[Region pointing data]
============
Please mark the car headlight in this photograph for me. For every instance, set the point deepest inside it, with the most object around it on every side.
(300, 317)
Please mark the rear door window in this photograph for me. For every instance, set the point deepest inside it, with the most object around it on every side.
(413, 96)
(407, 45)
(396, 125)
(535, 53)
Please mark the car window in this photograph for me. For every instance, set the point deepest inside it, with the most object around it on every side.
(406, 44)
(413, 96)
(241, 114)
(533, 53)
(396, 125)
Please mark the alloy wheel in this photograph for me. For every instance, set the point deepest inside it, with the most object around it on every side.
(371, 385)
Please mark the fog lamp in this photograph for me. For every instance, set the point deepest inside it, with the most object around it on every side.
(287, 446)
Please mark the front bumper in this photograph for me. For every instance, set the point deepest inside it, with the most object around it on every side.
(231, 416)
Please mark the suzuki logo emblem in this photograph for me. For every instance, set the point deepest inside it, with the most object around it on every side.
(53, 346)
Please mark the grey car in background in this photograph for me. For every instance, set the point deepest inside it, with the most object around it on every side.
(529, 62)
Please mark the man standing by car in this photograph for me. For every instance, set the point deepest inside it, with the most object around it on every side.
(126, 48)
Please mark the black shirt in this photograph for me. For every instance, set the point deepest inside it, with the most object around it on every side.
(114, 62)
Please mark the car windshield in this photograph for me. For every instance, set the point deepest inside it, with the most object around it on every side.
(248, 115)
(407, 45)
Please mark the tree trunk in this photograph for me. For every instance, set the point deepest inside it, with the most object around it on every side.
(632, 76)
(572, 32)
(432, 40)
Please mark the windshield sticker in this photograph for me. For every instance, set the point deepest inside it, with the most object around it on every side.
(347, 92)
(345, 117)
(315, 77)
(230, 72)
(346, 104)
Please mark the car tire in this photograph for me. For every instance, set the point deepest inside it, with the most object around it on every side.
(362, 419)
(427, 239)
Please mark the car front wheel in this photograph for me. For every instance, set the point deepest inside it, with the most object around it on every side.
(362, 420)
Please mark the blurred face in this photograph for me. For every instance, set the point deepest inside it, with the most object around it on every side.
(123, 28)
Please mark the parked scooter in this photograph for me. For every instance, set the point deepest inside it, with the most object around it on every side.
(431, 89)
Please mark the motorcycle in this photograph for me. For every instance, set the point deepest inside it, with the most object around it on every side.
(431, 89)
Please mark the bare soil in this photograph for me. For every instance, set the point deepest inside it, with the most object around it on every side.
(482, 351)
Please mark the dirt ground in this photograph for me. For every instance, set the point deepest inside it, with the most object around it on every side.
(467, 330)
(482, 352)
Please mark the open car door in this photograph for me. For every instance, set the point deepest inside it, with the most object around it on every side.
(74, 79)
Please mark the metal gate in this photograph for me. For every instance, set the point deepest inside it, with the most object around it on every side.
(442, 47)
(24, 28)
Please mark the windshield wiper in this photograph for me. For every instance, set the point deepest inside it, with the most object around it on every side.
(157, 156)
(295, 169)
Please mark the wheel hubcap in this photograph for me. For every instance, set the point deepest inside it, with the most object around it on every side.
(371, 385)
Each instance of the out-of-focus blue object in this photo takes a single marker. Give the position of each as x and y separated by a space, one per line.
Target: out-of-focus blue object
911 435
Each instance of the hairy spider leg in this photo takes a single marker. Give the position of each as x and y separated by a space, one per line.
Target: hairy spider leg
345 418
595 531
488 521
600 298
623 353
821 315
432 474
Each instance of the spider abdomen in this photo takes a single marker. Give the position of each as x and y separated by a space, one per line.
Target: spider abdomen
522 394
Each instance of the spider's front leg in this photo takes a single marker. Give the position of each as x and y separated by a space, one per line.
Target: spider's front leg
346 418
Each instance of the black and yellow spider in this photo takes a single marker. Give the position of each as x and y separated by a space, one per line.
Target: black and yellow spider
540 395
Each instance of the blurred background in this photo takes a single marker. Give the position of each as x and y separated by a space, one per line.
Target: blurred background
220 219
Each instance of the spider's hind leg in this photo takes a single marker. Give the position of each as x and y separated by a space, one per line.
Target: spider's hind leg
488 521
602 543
============
EXERCISE REQUIREMENTS —
Search the entries for the word "space", then list each line that holds it.

RESPONSE —
Each instance of the out-of-focus blue object in this photo takes a single marker. Give the position of each as x and y separated by a space, one per line.
Each instance of the hairy spider leg in this photo takes a single marker. Give the position of each as x and y separated by a space, one per line.
Each instance of the spider abdomen in this photo takes a single marker. Give the position of each as x and y separated by a space, one per line.
Each instance of the spider's front leg in this photo takes a single marker. Give the position of each as x and y separated by a space, one per line.
Each instance of the black and yellow spider in this photo takes a single marker. Give the position of each as x and y separated by a space, one per line.
Each instance of the blurred background in this photo takes a single marker. Give the position of each as x and y separated by a space, one per line.
Each instance of the spider's hind leg in this photo takes a single marker. Give the position of each as x and y separated by a space, one per line.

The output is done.